▶ Prompt
Arrange the lines from the line with "Look at the photo and identify every instance of distant" up to and including the line with "[0,0,923,256]" as a two-column CSV with the headers text and answer. Give one row for each line of text along with its answer, put each field in double quotes, and turn any line breaks inside a field into spaces.

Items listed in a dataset
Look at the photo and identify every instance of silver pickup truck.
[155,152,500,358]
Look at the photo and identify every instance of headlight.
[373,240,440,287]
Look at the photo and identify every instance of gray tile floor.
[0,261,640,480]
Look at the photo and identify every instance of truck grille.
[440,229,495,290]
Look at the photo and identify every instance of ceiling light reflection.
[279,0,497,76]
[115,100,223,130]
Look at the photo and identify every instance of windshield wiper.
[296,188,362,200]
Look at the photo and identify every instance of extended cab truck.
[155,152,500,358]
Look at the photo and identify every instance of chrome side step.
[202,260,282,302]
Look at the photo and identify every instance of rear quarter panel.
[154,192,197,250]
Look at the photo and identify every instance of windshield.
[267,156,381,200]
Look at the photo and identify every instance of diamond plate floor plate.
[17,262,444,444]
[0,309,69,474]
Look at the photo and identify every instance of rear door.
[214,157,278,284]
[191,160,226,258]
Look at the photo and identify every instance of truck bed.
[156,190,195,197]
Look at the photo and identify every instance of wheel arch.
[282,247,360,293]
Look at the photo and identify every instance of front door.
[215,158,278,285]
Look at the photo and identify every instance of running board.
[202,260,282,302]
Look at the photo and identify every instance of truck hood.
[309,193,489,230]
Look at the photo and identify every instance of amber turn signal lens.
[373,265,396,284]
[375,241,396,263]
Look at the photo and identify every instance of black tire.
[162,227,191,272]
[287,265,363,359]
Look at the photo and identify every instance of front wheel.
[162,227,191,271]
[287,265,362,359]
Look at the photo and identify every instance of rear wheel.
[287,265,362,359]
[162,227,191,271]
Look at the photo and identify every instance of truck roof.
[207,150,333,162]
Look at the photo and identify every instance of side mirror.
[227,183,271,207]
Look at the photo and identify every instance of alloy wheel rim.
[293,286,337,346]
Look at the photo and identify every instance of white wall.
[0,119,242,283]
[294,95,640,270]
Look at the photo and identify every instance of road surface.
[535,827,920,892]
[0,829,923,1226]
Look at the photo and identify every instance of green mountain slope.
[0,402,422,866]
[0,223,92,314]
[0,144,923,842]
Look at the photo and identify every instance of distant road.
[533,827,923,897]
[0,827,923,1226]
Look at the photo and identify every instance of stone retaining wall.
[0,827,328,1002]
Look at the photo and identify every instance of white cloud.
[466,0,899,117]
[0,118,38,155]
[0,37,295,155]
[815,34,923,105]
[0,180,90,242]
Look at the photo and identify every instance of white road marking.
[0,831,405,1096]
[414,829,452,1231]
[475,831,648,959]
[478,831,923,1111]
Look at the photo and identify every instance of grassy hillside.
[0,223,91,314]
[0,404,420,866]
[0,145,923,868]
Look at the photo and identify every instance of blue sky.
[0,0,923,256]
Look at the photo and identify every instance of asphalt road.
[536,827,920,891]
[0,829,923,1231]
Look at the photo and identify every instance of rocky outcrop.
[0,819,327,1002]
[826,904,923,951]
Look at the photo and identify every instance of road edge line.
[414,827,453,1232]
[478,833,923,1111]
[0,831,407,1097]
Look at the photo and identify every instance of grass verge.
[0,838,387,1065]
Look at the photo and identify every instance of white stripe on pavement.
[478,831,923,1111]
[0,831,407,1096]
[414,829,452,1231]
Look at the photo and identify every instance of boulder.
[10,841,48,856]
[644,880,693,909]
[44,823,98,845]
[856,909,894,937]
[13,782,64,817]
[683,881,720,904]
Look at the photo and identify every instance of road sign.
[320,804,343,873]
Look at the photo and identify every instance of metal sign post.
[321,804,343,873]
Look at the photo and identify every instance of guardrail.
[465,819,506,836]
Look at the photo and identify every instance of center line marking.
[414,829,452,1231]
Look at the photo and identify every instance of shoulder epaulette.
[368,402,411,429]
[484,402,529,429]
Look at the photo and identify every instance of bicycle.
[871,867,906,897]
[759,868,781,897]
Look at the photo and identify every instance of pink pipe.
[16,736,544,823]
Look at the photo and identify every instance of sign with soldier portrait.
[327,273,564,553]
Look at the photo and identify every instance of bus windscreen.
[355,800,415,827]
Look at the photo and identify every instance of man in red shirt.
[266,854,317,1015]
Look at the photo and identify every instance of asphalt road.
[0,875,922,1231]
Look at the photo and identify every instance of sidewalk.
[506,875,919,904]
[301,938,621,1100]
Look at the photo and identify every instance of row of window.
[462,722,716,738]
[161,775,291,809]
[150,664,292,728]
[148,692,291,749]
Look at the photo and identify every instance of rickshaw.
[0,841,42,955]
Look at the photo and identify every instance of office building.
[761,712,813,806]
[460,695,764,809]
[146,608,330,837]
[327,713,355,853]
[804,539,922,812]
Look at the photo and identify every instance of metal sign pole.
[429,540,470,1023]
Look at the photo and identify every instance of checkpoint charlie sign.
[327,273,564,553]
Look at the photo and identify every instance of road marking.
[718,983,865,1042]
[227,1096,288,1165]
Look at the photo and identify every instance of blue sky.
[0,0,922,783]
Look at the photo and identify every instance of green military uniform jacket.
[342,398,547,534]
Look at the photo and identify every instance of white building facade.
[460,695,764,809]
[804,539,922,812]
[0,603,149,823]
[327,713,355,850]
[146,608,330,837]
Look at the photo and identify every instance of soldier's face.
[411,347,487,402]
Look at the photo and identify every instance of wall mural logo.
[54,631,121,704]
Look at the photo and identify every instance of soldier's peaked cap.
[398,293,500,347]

▶ Written answer
text,answer
"Look at the photo and identify every instance of distant road.","[533,827,923,897] [0,827,923,1226]"
"Look at the photo and identify every instance of stone retaining wall.","[0,827,328,1002]"
"Look at the photo and identify every instance of white cloud.","[466,0,899,117] [0,118,38,155] [0,37,295,155] [815,34,923,105] [0,180,90,242]"
"Look at the photo and identify every instance of white road marking.","[0,831,405,1096] [414,829,452,1231] [475,831,648,959] [478,831,923,1111]"
"Look at the photo and identify every instance of grassy hillside.","[0,223,91,314] [0,404,420,866] [0,145,923,868]"
"Look at the photo and identify every instance of blue sky.","[0,0,923,256]"